- **DIRECTIONS FOR THIS TASK**:
Each line in the records that mentions the word "beach" needs to be listed.

──────────────────────────────

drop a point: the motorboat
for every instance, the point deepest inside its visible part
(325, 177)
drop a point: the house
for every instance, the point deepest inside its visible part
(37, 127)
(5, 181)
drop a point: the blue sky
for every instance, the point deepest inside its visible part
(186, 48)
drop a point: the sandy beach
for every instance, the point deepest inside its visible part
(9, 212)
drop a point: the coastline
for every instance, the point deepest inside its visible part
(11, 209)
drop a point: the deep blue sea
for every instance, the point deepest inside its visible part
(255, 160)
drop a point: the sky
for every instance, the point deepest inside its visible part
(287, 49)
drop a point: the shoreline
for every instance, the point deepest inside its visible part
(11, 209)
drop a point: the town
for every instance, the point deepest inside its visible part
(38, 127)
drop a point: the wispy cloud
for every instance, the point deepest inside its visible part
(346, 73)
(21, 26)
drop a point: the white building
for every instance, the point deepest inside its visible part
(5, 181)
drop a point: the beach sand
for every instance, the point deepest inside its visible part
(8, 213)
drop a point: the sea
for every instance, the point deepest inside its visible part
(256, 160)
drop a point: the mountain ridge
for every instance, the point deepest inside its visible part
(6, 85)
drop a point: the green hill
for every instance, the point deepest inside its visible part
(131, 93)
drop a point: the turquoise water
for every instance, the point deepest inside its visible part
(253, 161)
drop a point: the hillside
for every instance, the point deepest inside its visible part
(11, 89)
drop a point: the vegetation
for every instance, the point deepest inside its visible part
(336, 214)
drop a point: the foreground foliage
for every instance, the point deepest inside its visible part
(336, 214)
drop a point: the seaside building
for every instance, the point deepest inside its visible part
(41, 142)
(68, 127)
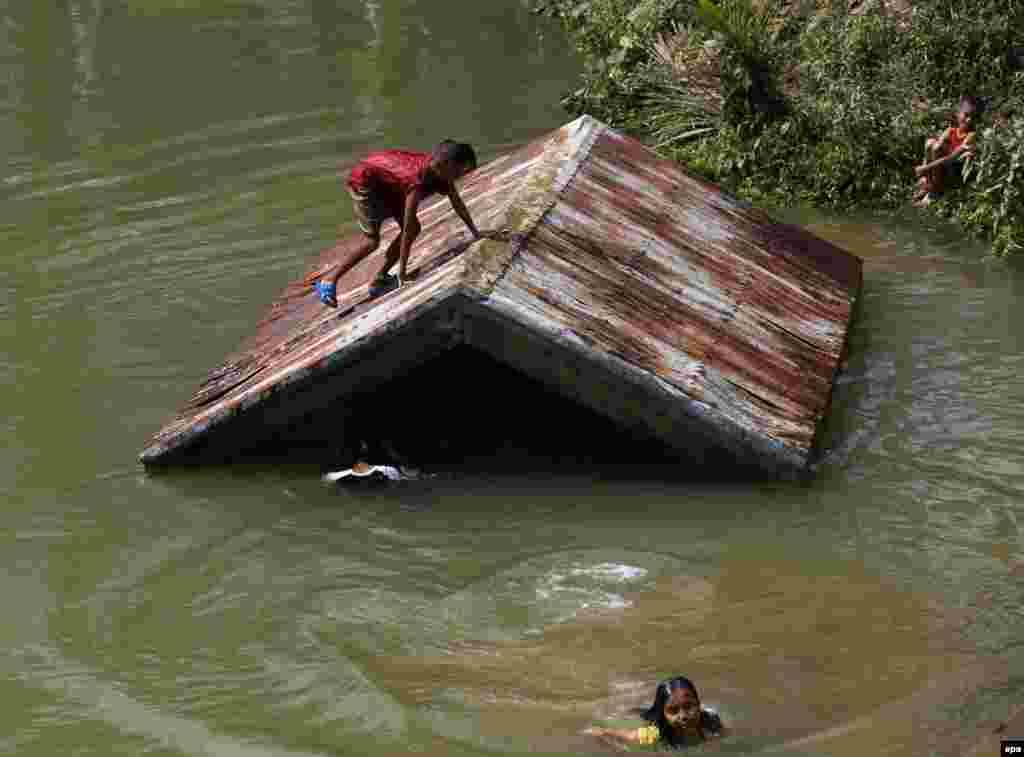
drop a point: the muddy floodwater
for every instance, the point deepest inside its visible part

──────────────────────────────

- **ANSWER TO THIS TASK**:
drop a point: the sandy beach
drop a point: the beach sand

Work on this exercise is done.